Your instructions = Every entry must be copied word for word.

(Extracted records)
────────────────
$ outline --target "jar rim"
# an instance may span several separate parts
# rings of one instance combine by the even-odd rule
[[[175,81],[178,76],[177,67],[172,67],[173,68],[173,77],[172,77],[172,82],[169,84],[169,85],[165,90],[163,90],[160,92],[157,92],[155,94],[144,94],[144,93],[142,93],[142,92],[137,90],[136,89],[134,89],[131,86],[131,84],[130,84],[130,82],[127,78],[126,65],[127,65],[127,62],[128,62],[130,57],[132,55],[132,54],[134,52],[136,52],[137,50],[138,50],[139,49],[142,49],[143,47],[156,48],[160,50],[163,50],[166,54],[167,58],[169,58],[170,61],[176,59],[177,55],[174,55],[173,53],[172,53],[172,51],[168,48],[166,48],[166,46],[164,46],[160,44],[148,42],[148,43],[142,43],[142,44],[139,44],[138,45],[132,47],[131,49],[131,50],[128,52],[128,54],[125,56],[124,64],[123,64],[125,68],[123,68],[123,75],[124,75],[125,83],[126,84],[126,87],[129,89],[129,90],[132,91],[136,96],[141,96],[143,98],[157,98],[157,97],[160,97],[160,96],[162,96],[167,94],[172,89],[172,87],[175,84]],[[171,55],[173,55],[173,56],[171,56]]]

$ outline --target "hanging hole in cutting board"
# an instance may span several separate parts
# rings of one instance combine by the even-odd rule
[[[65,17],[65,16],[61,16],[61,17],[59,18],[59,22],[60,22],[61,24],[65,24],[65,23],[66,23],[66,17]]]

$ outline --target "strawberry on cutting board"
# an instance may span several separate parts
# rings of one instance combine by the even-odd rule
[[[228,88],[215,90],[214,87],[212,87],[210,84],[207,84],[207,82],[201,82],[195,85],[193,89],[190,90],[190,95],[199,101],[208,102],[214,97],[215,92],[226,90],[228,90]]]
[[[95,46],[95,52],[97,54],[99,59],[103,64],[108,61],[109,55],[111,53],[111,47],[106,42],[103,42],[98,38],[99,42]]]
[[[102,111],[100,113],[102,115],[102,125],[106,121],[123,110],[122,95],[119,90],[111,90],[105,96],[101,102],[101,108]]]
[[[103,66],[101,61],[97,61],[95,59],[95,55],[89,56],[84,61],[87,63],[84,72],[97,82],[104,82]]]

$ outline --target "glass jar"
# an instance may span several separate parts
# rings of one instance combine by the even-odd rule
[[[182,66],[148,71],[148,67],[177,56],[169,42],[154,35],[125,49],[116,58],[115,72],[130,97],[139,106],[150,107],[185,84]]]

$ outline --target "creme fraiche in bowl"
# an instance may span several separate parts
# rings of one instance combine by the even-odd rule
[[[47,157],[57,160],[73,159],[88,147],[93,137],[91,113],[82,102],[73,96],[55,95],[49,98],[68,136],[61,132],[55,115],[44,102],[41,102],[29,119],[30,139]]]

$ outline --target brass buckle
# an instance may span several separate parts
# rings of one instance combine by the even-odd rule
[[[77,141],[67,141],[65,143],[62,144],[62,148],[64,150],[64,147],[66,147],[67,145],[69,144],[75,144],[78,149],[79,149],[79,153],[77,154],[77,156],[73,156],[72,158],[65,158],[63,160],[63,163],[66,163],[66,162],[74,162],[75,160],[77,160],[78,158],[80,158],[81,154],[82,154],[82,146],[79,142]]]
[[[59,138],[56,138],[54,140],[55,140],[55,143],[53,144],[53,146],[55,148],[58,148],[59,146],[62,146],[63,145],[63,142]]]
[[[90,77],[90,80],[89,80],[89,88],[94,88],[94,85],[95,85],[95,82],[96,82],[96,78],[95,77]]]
────────────────
Result =
$ outline --target "jar rim"
# an instance may span several separate parts
# rings of one instance combine by the even-odd rule
[[[175,81],[178,76],[177,67],[172,67],[173,68],[173,77],[172,77],[172,82],[169,84],[169,85],[165,90],[163,90],[160,92],[157,92],[155,94],[144,94],[144,93],[142,93],[142,92],[137,90],[136,89],[134,89],[131,86],[131,84],[130,84],[130,82],[127,78],[126,65],[127,65],[127,62],[128,62],[130,57],[132,55],[132,54],[134,52],[136,52],[137,50],[138,50],[139,49],[142,49],[143,47],[156,48],[160,50],[163,50],[166,54],[167,58],[169,58],[170,61],[176,59],[177,55],[174,55],[173,53],[172,53],[172,51],[168,48],[166,48],[166,46],[164,46],[160,44],[148,42],[148,43],[142,43],[142,44],[139,44],[138,45],[132,47],[131,49],[131,50],[128,52],[128,54],[125,56],[124,64],[123,64],[125,68],[123,68],[123,75],[124,75],[125,83],[126,84],[126,87],[129,89],[129,90],[132,91],[136,96],[141,96],[143,98],[157,98],[157,97],[160,97],[160,96],[162,96],[167,94],[172,89],[172,87],[175,84]],[[171,55],[173,55],[173,56],[171,56]]]

$ outline --target "hanging hole in cutting board"
# an instance may span several separate parts
# rings of one instance combine by the even-odd rule
[[[65,17],[65,16],[61,16],[61,17],[59,18],[59,22],[60,22],[61,24],[65,24],[65,23],[66,23],[66,17]]]

$ outline --target "strawberry on cutting board"
# an instance may span several separate parts
# rings of one instance combine by the even-odd rule
[[[228,88],[215,90],[214,87],[212,87],[210,84],[207,84],[207,82],[201,82],[195,85],[193,89],[190,90],[190,95],[199,101],[208,102],[214,97],[215,92],[226,90],[228,90]]]
[[[95,46],[95,52],[97,54],[99,59],[103,64],[108,61],[109,55],[111,53],[111,47],[106,42],[103,42],[98,38],[99,42]]]
[[[102,111],[100,113],[102,115],[102,125],[106,121],[123,110],[122,95],[119,90],[111,90],[105,96],[101,102],[101,108]]]
[[[103,66],[101,61],[97,61],[95,59],[95,55],[89,56],[84,61],[87,63],[84,72],[97,82],[104,82]]]

$ outline --target "glass jar"
# an instance may span several separate parts
# rings of one instance combine by the even-odd rule
[[[182,66],[148,71],[148,67],[177,56],[169,42],[154,35],[125,49],[116,58],[115,72],[130,97],[139,106],[150,107],[185,84]]]

$ outline --target "creme fraiche in bowl"
# an instance may span several separate parts
# rings of one instance combine by the even-odd rule
[[[47,157],[57,160],[73,159],[88,147],[93,137],[91,113],[82,102],[73,96],[55,95],[49,98],[68,136],[61,132],[55,115],[44,102],[41,102],[29,119],[30,139]]]

$ outline --target brass buckle
# an instance may span several separate parts
# rings of one instance combine by the even-odd rule
[[[77,141],[67,141],[65,143],[62,144],[62,148],[64,150],[64,147],[66,147],[67,145],[69,144],[75,144],[78,149],[79,149],[79,153],[77,154],[77,156],[73,156],[72,158],[65,158],[63,160],[63,163],[66,163],[66,162],[74,162],[75,160],[77,160],[78,158],[80,158],[81,154],[82,154],[82,146],[79,142]]]
[[[59,138],[56,138],[54,140],[55,140],[55,143],[53,144],[53,146],[55,148],[58,148],[59,146],[62,146],[63,145],[63,142]]]
[[[90,77],[90,80],[89,80],[89,88],[94,88],[94,85],[95,85],[95,82],[96,82],[96,78],[95,77]]]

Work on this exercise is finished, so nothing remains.